-- MATERIAL PROVIDED follows --
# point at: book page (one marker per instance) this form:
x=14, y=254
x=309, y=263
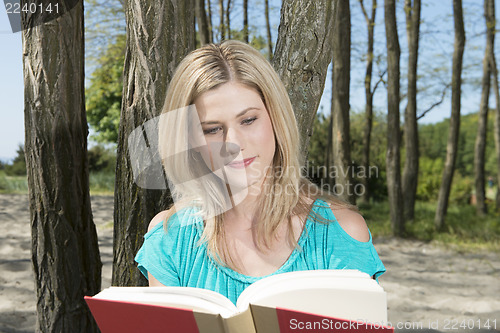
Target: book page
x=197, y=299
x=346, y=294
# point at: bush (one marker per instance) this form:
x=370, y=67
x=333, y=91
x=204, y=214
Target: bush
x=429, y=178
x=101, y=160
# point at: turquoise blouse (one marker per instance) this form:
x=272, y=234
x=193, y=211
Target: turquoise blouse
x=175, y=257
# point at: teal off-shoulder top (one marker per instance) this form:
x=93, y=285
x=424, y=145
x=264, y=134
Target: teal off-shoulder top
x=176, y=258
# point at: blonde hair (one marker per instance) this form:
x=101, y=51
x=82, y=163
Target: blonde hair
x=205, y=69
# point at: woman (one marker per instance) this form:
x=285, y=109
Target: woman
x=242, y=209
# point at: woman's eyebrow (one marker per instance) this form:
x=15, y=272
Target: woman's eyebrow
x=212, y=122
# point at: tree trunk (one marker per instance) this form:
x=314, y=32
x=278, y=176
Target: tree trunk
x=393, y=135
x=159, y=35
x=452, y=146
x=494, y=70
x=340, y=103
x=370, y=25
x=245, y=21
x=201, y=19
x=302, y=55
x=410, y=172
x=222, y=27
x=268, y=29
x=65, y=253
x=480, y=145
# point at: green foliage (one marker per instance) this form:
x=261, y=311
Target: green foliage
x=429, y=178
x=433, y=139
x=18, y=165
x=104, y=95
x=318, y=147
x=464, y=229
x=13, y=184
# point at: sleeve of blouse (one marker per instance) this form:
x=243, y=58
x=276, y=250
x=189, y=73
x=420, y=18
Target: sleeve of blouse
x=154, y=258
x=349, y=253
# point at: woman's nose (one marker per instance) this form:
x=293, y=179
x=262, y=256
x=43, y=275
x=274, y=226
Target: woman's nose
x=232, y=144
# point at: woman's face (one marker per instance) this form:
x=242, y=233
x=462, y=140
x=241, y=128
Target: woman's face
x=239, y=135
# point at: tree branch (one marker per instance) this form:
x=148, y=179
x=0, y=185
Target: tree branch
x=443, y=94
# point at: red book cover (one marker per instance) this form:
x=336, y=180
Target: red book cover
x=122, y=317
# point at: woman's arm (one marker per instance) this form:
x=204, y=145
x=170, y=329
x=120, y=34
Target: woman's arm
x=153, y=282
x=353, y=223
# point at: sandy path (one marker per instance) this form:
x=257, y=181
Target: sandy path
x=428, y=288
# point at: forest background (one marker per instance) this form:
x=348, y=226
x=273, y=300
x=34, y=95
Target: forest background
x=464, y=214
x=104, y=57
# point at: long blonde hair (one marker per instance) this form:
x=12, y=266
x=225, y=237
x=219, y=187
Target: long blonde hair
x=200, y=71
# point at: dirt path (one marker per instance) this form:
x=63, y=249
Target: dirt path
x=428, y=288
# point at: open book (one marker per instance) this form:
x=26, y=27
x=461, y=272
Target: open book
-- MATERIAL PROVIDED concluded --
§ **EXERCISE**:
In the entries above, find each line containing the string "open" and copy it.

§ **RESULT**:
# point at: open book (one marker per instance) this form:
Target: open book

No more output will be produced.